(DOCUMENT EXCERPT)
——

TL;DR: The display of an object is also its breaking.

Object-oriented Exhibition Design

I started this project with the intention of developing an “object-oriented exhibition design”. By that I meant a means of designing museum exhibitions that did not place the human at the center of the universe, or, to put it differently, placed the objects at the center of the design process. “Wait!”, you cry. “Exhibition design already does this!.” I contend that what counts as “exhibition design” today either undermines or overmines the objects on display. The undermining of an object is the process by which we subordinate it to some ideology, often in exhibition design, narrative. Or, undermining can be the scientific naturalist approach in breaking an object down into some ultimate bottom God-particle, to say that all objects are constituted of the same material. Overmining, on the other hand, is the denial of objects altogether, the argument of which maintains that what is essential are processes, flows, dynamism, universal movements, etc. that are larger than any specific object, where specific objects are merely manifestations of this universal movement.

What is Exhibition Design?

My research into exhibition design is not exhaustive, but numerous sources and authorities state that their beginning point is a narrative concept and that objects and materials are then selected to best create an environment that illustrate a story.

When an exhibition is designed according to a narrative structure, the objects themselves are not allowed to be the multi-faceted wonders that they are. A strict delineation and delimitation occurs that specifies that this thing is this thing and no other. (As we will see later, this is not the case; once an object is removed from its context and situated in a new context, it becomes an entirely new object, though still the same on the interior, its intentional or sensual qualities are altered by the new relations and objects within which it becomes situated).

OOO

Tool-analysis

Heidegger shows us in his tool-analysis that we relate to objects in one of two ways, either ready-to-hand or present-at-hand. The well-worn example is the carpenter and his hammer. When the carpenter is hammering, the hammer is ready-to-hand. He is not necessarily thinking about the hammer as a hammer, but is instead engaged in the process of hammering. But, if the hammer breaks, he turns his conscious awareness to the hammer and it becomes present-at-hand, no longer functioning as hammer. Now, an object doesn’t necessarily need to break to become present-at-hand. We need only turn our conscious awareness towards it.

Tool-being

Along comes Graham Harman, who has this idea called tool-being. Harman extends Heidegger’s tool-analysis to all objects, so that it is not only humans who encounter hammers either ready- or present-at-hand, but the hammer also encounters the nail it strikes as ready- or present-at-hand. For Harman, all beings are tools. You, me, this computer I’m writing on, the screen or page on which you are reading this, etc. Furthermore, ready-to-hand is the tool in its being, whereas present-at-hand is the tool broken. Again, broken-tool doesn’t necessarily imply that the tool actually breaks. What it means is that the tool is no longer doing its tool-thing in the world. It is removed from its context. It ceases to function in its tool-being.

——

Bounding-box records:
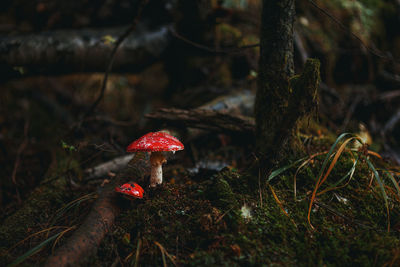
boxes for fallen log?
[0,26,171,77]
[45,153,150,267]
[145,108,255,135]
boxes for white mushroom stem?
[150,152,167,187]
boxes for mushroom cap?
[126,132,184,152]
[115,182,144,198]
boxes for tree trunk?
[255,0,319,171]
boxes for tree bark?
[255,0,319,171]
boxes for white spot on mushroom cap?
[127,132,184,152]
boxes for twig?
[81,0,148,121]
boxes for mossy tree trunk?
[255,0,319,174]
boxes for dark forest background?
[0,0,400,266]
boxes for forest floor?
[0,70,400,266]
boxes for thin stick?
[81,0,148,121]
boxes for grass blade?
[365,157,390,232]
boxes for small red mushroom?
[126,132,184,187]
[115,182,144,198]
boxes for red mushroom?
[115,182,144,198]
[126,132,184,187]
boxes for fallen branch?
[45,154,149,267]
[146,108,255,134]
[83,0,148,118]
[0,26,171,78]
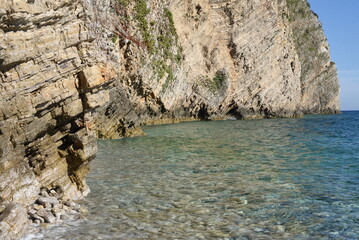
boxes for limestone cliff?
[0,0,339,239]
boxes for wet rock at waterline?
[0,0,339,239]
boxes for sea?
[27,111,359,240]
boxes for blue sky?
[308,0,359,110]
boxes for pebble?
[44,213,56,223]
[37,197,59,207]
[28,189,86,226]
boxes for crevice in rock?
[197,103,210,121]
[227,101,244,119]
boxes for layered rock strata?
[0,0,339,239]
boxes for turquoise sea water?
[32,112,359,240]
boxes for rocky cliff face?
[0,0,339,239]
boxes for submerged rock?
[0,0,339,239]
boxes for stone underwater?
[0,0,340,239]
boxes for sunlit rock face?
[0,0,339,239]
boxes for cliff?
[0,0,339,239]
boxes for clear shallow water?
[31,112,359,240]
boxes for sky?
[308,0,359,110]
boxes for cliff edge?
[0,0,339,239]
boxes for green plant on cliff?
[117,0,130,7]
[135,0,155,53]
[212,70,228,90]
[131,3,183,90]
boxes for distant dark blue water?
[28,112,359,240]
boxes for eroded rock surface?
[0,0,339,239]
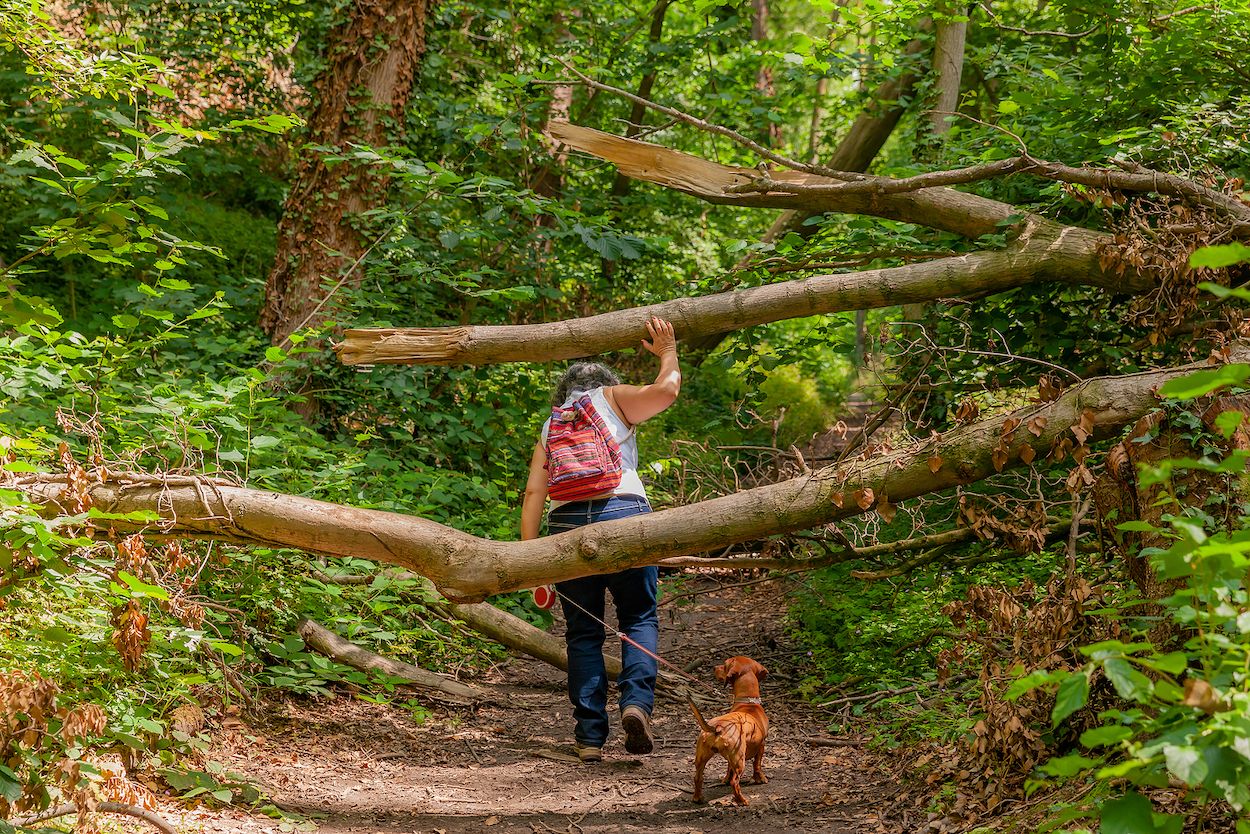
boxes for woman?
[521,318,681,761]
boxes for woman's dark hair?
[551,363,621,405]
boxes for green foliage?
[1014,366,1250,831]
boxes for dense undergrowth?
[0,1,1250,831]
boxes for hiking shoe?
[573,741,604,764]
[621,704,655,753]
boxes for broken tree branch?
[14,343,1250,601]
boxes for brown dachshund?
[690,655,769,805]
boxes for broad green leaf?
[1159,363,1250,400]
[44,625,74,643]
[1081,724,1133,748]
[1215,411,1245,439]
[118,570,169,600]
[1098,791,1155,834]
[1050,671,1090,726]
[1189,244,1250,269]
[1041,754,1098,779]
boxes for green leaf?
[1103,658,1154,703]
[1050,671,1090,726]
[1189,244,1250,269]
[118,570,169,600]
[1159,363,1250,400]
[1004,669,1069,700]
[209,640,243,658]
[1215,411,1245,440]
[1081,724,1133,748]
[1098,791,1155,834]
[44,625,74,643]
[1164,744,1208,785]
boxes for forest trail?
[190,575,899,834]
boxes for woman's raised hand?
[643,315,678,356]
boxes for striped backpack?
[546,394,623,501]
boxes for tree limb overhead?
[11,343,1250,601]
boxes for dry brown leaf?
[990,440,1008,471]
[876,493,898,524]
[955,400,981,423]
[1183,678,1226,715]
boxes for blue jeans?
[548,495,660,746]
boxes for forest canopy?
[0,0,1250,834]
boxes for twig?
[14,801,178,834]
[556,59,864,180]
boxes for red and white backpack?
[546,394,624,501]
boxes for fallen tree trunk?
[334,223,1149,365]
[448,603,621,680]
[335,123,1154,365]
[17,343,1250,601]
[295,618,486,704]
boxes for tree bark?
[295,611,485,704]
[751,0,785,148]
[17,343,1250,601]
[335,221,1149,365]
[611,0,670,198]
[764,24,928,241]
[260,0,430,344]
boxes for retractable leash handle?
[550,585,718,691]
[530,585,556,611]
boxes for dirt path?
[195,579,894,834]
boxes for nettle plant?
[1010,282,1250,834]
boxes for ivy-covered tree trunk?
[260,0,431,344]
[22,344,1250,601]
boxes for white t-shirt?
[541,388,646,510]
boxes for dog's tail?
[686,695,720,735]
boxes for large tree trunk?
[764,24,928,241]
[335,223,1146,365]
[611,0,671,198]
[336,124,1154,364]
[19,343,1250,601]
[260,0,430,344]
[295,618,486,704]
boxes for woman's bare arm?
[605,316,681,425]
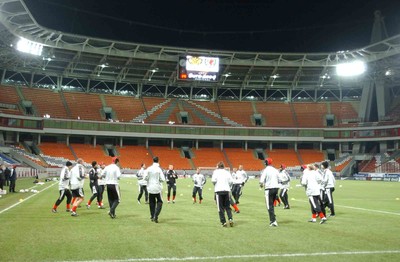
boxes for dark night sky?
[25,0,400,52]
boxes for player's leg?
[172,185,176,203]
[51,189,65,213]
[154,193,163,223]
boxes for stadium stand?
[223,148,265,171]
[192,147,229,167]
[104,95,144,122]
[188,101,225,126]
[330,101,359,126]
[63,92,105,121]
[150,146,193,169]
[298,149,325,164]
[71,144,111,165]
[292,102,327,127]
[266,149,301,169]
[0,85,23,115]
[21,87,68,118]
[38,142,75,164]
[218,101,254,126]
[115,145,153,169]
[145,99,181,124]
[255,102,296,127]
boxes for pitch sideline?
[60,250,400,262]
[0,182,57,215]
[291,199,400,216]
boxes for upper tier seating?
[267,149,301,168]
[115,145,153,169]
[150,146,192,169]
[224,148,264,171]
[330,102,358,126]
[298,149,325,164]
[21,87,68,118]
[192,147,229,167]
[255,102,295,127]
[71,144,112,165]
[292,102,327,127]
[104,95,144,122]
[218,101,254,126]
[38,142,75,160]
[63,92,104,121]
[0,85,23,115]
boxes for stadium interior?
[0,1,400,176]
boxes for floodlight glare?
[17,38,43,56]
[336,61,367,76]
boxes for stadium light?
[336,60,367,76]
[17,38,43,56]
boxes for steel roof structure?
[0,0,400,100]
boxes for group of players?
[51,157,121,218]
[52,157,335,227]
[260,158,335,227]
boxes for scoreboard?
[178,55,219,81]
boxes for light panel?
[336,60,367,76]
[17,38,43,56]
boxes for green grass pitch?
[0,178,400,261]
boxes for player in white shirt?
[192,168,207,204]
[103,157,121,219]
[137,164,149,205]
[321,161,336,217]
[211,161,234,227]
[97,162,106,209]
[301,165,327,224]
[71,158,86,216]
[260,158,279,227]
[144,156,165,223]
[51,161,72,213]
[232,165,249,204]
[279,164,290,209]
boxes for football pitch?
[0,178,400,261]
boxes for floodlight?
[336,60,367,76]
[17,38,43,56]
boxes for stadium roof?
[0,0,400,99]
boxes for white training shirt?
[71,164,85,190]
[324,169,336,188]
[211,168,233,192]
[58,166,71,190]
[137,167,147,186]
[103,164,121,185]
[144,163,165,194]
[301,170,322,196]
[192,173,206,188]
[260,166,280,189]
[97,168,106,186]
[233,170,248,184]
[279,169,290,189]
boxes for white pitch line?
[292,199,400,216]
[0,183,57,215]
[59,250,400,262]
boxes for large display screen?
[178,55,219,81]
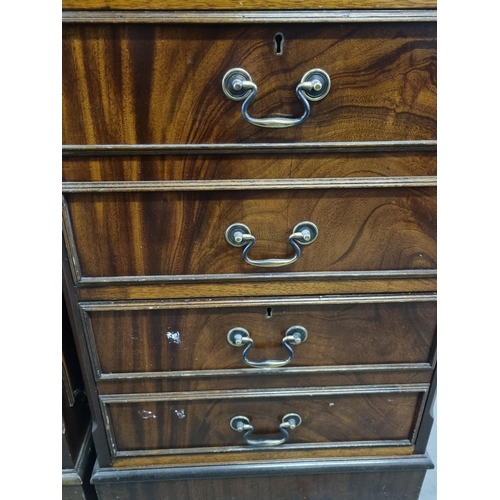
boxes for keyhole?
[274,33,285,56]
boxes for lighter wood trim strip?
[96,363,432,382]
[79,293,437,312]
[113,444,415,473]
[62,9,437,24]
[114,439,411,458]
[62,176,437,193]
[62,140,437,157]
[78,269,437,286]
[99,384,429,405]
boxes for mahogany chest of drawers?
[63,0,437,500]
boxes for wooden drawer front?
[101,386,425,458]
[67,188,436,282]
[81,294,436,378]
[63,22,436,144]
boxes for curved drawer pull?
[226,221,318,267]
[229,413,302,446]
[222,68,330,128]
[227,326,307,368]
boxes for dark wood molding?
[62,244,111,465]
[62,176,437,193]
[62,140,437,157]
[415,368,437,453]
[92,455,434,484]
[62,9,437,24]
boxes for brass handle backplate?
[227,326,307,368]
[229,413,302,446]
[222,68,331,128]
[226,221,318,267]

——

(REQUIRED WORK)
Continue the essay on object-oriented exhibition design, picking up right after its last sentence. These records were gathered from a different source than the text.

(REPLY TO THE TASK)
Objects

So the display of an object is also its breaking. It may, in fact, be a double breaking. The first break occurring when the object is accessioned. The second break occurring when the object is placed in a wall case, on a pedestal, or in a vitrine. Either way, what is important for this discussion is that the object is now broken. It is no longer doing its tool-thing, though it is now doing an entirely new tool-thing. The object, that which constitutes its mysterious inner core, does not change, but it’s relations do as do its sensual qualities and accidents as the new context, or object, in which the first object finds itself redefine and reconstitute it as something different. Take for example the stone axe, once used for chopping and cutting, maybe some killing: in the museum, it performs none of the above. It is in a case, under lights, on display. It is effectively a new object, though still the same stone-axe. It is also effectively broken as it is no longer doing its stone-axe-thing. The stone-axe is not actually what narrative defines it as. It is something entirely different. It once, speculatively, may have been an implement of harvesting and warfare, but is now something entirely different. Narrative tends to deny this new role accorded to the object.

Furthermore, when you encounter the object on display and you pause to contemplate it as an object, you are removing yourself from your context, turning your conscious awareness to your thoughts about this thing, you are effectively breaking your mind. So, the display of an object is the encounter of two broken-tools.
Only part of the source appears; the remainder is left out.